### Data shown
───

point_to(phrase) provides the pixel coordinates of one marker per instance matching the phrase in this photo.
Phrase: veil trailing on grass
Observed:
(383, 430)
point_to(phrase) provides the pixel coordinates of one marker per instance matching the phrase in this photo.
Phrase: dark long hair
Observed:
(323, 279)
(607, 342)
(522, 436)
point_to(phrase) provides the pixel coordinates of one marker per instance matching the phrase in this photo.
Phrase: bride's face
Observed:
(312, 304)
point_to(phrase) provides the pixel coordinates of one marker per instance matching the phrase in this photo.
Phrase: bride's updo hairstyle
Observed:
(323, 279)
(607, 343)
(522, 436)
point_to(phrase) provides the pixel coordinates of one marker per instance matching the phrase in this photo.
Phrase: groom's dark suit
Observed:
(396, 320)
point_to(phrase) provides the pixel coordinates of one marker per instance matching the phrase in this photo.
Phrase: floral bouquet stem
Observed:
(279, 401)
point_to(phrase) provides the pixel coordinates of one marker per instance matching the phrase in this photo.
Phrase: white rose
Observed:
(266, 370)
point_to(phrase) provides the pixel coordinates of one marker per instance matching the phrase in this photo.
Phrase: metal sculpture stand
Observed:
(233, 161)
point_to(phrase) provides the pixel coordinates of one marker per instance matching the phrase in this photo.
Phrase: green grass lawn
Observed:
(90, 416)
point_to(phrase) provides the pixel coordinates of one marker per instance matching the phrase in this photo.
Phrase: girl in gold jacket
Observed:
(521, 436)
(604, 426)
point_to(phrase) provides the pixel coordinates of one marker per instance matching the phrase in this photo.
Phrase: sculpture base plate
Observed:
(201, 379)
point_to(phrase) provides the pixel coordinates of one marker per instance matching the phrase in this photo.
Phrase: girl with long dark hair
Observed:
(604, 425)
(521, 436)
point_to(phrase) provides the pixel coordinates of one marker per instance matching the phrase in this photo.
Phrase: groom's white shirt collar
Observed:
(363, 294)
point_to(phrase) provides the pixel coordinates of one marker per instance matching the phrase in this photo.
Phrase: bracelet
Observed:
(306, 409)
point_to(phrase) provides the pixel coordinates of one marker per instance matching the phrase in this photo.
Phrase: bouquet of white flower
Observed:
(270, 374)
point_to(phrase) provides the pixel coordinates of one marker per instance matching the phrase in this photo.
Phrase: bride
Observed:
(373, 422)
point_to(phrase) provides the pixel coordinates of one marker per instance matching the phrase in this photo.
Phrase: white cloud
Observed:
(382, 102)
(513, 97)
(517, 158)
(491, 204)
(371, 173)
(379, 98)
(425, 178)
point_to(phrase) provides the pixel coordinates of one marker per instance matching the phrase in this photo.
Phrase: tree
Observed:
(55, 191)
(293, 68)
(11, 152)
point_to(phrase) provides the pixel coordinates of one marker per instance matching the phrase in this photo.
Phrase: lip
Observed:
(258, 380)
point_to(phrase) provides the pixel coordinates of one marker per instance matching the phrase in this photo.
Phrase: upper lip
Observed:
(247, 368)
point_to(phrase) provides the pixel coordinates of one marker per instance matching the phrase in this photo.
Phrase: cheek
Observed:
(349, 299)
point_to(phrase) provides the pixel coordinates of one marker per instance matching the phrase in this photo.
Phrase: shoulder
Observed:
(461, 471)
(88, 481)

───

### Exercise requirements
Copy each entry above exactly, leaving nothing out.

### Reply
point_to(phrase) provides the pixel coordinates of one marker per instance matching the phrase in this photo.
Phrase: veil trailing on grass
Observed:
(383, 430)
point_to(phrase) provides the pixel coordinates of one marker per instance matching the phrase in this photo.
Phrase: dark long hair
Observed:
(323, 279)
(607, 342)
(522, 436)
point_to(phrase) provides the pixel coordinates of one marker per instance matching the phrase in this photo.
Phrase: bride's face
Observed:
(312, 304)
point_to(phrase) provides the pixel coordinates of one marker per instance matching the phrase in this photo.
Phrase: bride's updo hairstyle
Observed:
(323, 279)
(607, 343)
(522, 436)
point_to(phrase) provides the pixel coordinates of one marker per instance matching the phrase in this photo.
Phrase: groom's dark suit
Observed:
(396, 320)
point_to(phrase) provides the pixel coordinates of one marker per instance matching the phrase in this photo.
Phrase: floral bouquet stem
Observed:
(279, 401)
point_to(phrase) provides the pixel coordinates of one marker per instance matching the phrase in this photo.
Phrase: white rose
Observed:
(266, 370)
point_to(phrase) provides the pixel coordinates of one marker per instance matching the phrase in this photo.
Phrase: metal sculpture stand
Observed:
(233, 161)
point_to(phrase) provides the pixel coordinates of one marker per instance matching the phrase in this photo.
Phrase: green grass lawn
Observed:
(90, 416)
point_to(phrase) provides the pixel coordinates of one marker per instance matching the phrase in this photo.
Phrase: girl in gold jacket
Observed:
(521, 436)
(604, 426)
point_to(phrase) provides the pixel coordinates of one marker per instance matching the phrase in this photo.
Phrase: sculpture base plate
Observed:
(201, 379)
point_to(phrase) provides the pixel coordinates of one marker per instance matching the phrase in this photo.
Phrase: girl with long dark hair
Observed:
(604, 425)
(521, 436)
point_to(phrase) provides the pixel coordinates of one marker per instance matching the phrase in this photo.
Phrase: groom's white shirt collar
Observed:
(363, 294)
point_to(phrase) provides the pixel coordinates of one marker per instance matching the phrase in this photo.
Phrase: bracelet
Observed:
(306, 409)
point_to(phrase) provides the pixel coordinates of one marker per instance matching the phrase in this photo.
Phrase: bouquet of white flower
Observed:
(270, 374)
point_to(phrase) provides the pixel coordinates of one marker per instance matching the phrase in this photo.
Phrase: bride
Observed:
(373, 422)
point_to(phrase) provides the pixel coordinates of one marker per instance matching the phrase in this photo.
Phrase: white cloud
Observed:
(382, 102)
(513, 97)
(517, 158)
(491, 204)
(371, 173)
(379, 98)
(425, 178)
point_to(phrase) provides the pixel coordinates of one marker per instance matching the phrase in this photo.
Phrase: tree
Observed:
(55, 191)
(293, 68)
(11, 152)
point_to(phrase) provides the pixel coordinates of one marker per instance matching the phrase in this photo.
Phrase: lip
Observed:
(258, 380)
point_to(phrase) provides the pixel coordinates of one marker per instance matching the phrase in this photo.
Phrase: upper lip
Observed:
(247, 368)
point_to(phrase) provides the pixel coordinates of one marker per instance matching the phrase in this photo.
Phrase: cheek
Observed:
(349, 299)
point_to(phrase) provides the pixel coordinates of one marker per instance matching the phrase in this photo.
Phrase: shoulder
Observed:
(461, 471)
(88, 481)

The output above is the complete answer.